- [Page extract]
--------

OPINION OF THE COURT
Michael R. Scheurich, Dickinson Wright/Mariscal Weeks, Phoenix, for
Amicus Curiae Land Title Association of Arizona
John J. Egbert, Jennings, Strouss & Salmon, P.L.C., Phoenix, for Amici
Curiae BMO Harris Bank and Arizona Bankers Association
James L. Csontos, Jennings, Haug & Cunningham, LLP, Phoenix, for Amici
Curiae Arizona Builders’ Alliance
Gaye L. Gould, Sharon B. Shively, Matthew B. Meaker, James W.
Armstrong, Sacks Tierney P.A., for Amici Curiae American Subcontractors
Association and American Subcontractors Association of Arizona
JUSTICE TIMMER authored the opinion of the Court, in which VICE
CHIEF JUSTICE PELANDER, JUSTICE BERCH, JUSTICE BRUTINEL, and
JUDGE KELLY joined.

--------

- [To-do list]
a – List every law firm the court opinion header names as counsel for amici curiae.
b – Continue the court opinion header from its last sentence with the next part of the opinion.

--------

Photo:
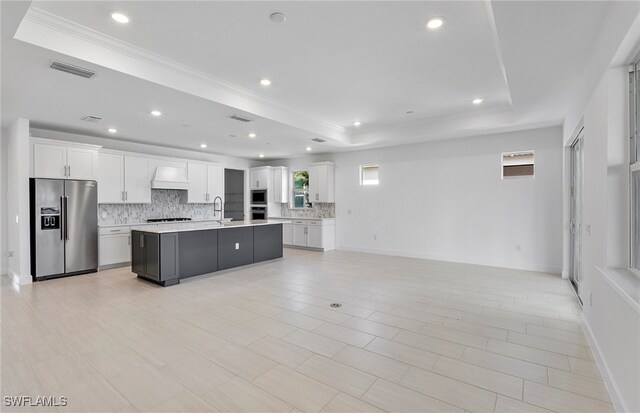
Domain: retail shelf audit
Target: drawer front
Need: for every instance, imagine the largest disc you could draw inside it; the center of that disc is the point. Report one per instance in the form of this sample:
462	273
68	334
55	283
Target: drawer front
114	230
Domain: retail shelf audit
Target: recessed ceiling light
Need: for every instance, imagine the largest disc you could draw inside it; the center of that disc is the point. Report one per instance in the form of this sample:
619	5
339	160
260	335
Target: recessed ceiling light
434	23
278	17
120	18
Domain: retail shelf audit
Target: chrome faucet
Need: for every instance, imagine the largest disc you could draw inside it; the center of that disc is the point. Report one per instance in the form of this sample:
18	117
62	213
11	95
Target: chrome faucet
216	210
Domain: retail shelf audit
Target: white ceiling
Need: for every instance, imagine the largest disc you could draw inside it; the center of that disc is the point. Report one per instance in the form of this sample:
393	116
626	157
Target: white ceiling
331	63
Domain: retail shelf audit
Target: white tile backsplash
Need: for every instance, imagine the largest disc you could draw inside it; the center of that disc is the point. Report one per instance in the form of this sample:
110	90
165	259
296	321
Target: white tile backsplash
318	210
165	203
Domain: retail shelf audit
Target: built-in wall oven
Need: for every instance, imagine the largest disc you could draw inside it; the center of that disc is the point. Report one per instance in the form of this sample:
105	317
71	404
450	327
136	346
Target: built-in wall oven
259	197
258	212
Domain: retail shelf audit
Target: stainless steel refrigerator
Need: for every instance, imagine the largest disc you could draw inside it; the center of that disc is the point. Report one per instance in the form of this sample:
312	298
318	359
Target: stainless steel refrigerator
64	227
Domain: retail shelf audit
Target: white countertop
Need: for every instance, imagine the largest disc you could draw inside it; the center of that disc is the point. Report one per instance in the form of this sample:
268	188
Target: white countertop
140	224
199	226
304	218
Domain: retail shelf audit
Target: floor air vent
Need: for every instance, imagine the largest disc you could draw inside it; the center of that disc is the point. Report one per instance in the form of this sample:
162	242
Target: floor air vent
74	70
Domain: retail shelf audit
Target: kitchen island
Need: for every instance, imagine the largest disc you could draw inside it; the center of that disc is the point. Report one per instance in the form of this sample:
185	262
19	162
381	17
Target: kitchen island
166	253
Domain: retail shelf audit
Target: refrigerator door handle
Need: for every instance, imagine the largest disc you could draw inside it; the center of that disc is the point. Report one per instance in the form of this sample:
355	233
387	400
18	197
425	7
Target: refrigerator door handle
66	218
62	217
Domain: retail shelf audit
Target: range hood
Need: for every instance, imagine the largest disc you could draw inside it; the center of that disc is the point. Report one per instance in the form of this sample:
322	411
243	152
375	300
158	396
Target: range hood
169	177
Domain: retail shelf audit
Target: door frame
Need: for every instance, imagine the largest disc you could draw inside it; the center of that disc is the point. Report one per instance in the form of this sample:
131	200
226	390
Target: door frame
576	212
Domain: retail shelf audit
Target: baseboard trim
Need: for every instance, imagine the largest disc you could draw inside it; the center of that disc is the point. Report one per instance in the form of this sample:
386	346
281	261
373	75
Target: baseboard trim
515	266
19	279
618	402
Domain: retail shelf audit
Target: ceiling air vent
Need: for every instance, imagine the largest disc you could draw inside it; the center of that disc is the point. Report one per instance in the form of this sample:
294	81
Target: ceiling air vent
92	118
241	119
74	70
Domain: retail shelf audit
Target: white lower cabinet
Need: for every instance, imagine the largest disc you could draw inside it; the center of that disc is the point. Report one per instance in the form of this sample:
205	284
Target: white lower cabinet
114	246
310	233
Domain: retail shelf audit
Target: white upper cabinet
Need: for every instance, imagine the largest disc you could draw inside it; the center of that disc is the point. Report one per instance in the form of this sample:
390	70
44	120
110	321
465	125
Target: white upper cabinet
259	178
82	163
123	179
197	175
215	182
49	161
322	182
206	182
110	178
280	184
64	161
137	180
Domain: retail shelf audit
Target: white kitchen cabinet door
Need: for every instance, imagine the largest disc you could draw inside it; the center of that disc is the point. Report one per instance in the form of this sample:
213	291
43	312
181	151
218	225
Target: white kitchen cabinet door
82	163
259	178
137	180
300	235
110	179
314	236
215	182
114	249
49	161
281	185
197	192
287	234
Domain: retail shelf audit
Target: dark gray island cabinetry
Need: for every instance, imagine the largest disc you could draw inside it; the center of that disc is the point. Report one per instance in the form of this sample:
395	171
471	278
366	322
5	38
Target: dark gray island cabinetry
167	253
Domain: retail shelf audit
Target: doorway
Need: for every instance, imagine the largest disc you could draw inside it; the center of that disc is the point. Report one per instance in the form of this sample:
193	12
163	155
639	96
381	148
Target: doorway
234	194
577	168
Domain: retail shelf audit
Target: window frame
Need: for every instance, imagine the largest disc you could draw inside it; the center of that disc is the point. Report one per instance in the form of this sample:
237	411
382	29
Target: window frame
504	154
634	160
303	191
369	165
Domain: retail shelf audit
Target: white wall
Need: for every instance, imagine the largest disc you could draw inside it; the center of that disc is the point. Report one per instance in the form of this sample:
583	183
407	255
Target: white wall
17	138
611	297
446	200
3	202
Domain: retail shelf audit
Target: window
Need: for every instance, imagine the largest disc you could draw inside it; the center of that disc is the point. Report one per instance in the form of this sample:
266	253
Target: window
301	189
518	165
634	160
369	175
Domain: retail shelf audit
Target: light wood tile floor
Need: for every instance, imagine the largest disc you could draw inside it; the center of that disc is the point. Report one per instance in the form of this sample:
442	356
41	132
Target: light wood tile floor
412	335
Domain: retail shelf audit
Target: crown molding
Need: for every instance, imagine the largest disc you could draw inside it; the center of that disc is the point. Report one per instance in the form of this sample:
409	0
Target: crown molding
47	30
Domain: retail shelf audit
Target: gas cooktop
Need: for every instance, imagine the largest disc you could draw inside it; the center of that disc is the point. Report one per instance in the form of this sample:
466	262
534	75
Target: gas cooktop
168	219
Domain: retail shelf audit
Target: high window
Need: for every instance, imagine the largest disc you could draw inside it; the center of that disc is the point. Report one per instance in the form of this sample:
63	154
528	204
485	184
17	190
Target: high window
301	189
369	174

--------

- [Written responses]
a –
Dickinson Wright/Mariscal Weeks
Jennings, Strouss & Salmon, P.L.C.
Jennings, Haug & Cunningham, LLP
Sacks Tierney P.A.

b –
JUSTICE TIMMER, opinion of the Court:
¶1 Arizona Revised Statutes § 33-992(A) gives mechanics’ liens
priority over liens recorded after construction begins on real property. We
are asked to decide whether that statute precludes assignment by equitable
subrogation of a lien that attached before construction began on the project
at issue. We hold that it does not. Additionally, although a third party
generally must discharge the entire lien obligation to qualify for equitable
subrogation, when a single mortgage burdens multiple parcels, a third
party may be entitled to equitable subrogation when that party has paid a
pro rata amount of the obligation and obtained a full release of the parcel
at issue from the mortgage.
I. BACKGROUND
Chief Justice Scott Bales has recused himself from this case. Pursuant to
Article 6, Section 3 of the Arizona Constitution, the Honorable Virginia C.
Kelly, Judge of the Court of Appeals, Division Two, was designated to sit
in this matter.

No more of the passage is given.